What you will do:
Lines before the one containing "Each instance receives one keypoint. Mark the wet" are excluded; retype that line and all remaining lines of the material exactly.

Information shown:
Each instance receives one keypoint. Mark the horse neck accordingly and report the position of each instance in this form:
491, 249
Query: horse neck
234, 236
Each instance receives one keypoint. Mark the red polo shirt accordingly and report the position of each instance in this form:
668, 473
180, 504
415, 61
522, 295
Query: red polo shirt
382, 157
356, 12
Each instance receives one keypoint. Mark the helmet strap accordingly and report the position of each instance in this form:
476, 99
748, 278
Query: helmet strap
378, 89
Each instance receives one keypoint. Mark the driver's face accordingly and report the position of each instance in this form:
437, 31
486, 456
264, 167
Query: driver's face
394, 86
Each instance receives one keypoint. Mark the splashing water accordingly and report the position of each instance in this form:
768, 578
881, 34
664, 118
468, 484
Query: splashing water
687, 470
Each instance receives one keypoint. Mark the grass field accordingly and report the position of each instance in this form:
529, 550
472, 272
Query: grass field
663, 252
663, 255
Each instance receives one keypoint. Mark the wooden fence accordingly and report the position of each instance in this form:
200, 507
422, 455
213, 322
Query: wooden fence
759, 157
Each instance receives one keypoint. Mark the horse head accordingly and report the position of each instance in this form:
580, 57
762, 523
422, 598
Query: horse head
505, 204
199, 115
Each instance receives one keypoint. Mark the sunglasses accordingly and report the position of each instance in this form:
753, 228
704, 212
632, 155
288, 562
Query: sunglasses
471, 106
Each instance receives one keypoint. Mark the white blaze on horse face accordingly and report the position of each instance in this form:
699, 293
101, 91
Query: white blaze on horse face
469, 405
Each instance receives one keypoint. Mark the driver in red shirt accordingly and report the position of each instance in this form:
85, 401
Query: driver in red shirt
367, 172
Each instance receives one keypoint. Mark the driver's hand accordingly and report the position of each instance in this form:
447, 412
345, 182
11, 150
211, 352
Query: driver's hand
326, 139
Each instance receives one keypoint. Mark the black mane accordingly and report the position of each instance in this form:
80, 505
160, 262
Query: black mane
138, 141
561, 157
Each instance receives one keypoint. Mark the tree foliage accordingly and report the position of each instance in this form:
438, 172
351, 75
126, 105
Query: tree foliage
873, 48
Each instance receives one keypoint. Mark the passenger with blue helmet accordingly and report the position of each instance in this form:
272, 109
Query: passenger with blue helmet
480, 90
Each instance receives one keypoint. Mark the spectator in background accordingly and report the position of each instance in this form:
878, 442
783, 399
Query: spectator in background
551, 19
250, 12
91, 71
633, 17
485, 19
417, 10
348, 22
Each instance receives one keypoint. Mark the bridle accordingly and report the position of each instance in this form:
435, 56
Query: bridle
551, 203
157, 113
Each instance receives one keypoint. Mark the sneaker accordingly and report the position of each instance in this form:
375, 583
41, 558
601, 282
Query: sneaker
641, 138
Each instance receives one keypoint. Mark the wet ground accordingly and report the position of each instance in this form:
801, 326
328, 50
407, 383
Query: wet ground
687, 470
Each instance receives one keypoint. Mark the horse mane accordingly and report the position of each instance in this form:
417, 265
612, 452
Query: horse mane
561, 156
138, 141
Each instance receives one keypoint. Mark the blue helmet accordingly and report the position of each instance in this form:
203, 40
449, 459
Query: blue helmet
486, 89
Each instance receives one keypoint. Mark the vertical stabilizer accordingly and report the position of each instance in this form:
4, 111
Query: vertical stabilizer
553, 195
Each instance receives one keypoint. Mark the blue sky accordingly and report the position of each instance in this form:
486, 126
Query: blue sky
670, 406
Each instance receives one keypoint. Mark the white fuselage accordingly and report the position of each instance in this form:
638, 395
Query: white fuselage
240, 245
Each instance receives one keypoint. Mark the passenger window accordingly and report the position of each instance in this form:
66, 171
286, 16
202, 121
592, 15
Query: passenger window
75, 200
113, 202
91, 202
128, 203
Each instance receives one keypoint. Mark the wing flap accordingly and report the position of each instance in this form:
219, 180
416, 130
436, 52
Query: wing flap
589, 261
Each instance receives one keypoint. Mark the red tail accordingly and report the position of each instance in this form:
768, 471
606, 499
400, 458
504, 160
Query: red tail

The answer:
Each instance receives one keypoint. Mark the wet ground accordingly and report the position of each instance in this form:
801, 326
328, 50
407, 383
Query: wet ground
687, 470
Each instance receives one keypoint. Mark the horse mane accordingly and report the position of each instance in this form:
417, 265
612, 452
Query: horse mane
561, 156
138, 141
Each instance receives one keypoint. Mark the blue helmet accordingly and report the position of each instance in this form:
203, 40
449, 459
Query: blue helmet
486, 89
Each instance receives one keypoint. Mark the vertical stabilizer accordingly and report the position of each instance in this form:
4, 111
Query: vertical stabilizer
553, 195
Each instance receives one keypoint. Mark the blue sky accordingly and report the position of each instance in this form:
486, 126
Query: blue sky
670, 406
Each instance receives one keypoint. Mark the white fuselage accordingly and report the position of each instance in this form:
638, 395
Query: white fuselage
240, 245
Each instance receives one keypoint. Mark the passenger window accordingly and report the position of each instance in this form:
66, 171
286, 16
202, 121
592, 15
Query: passenger window
75, 200
113, 202
91, 202
128, 203
Each instance receives one keypoint. Mark the wing flap accordingly and report the position of each instance in this form:
219, 180
416, 130
436, 52
Query: wing flap
589, 261
Each instance receives one keypoint. Mark the red tail accordingly and report the position of each instance in this form:
768, 471
606, 499
400, 458
504, 160
Query: red tail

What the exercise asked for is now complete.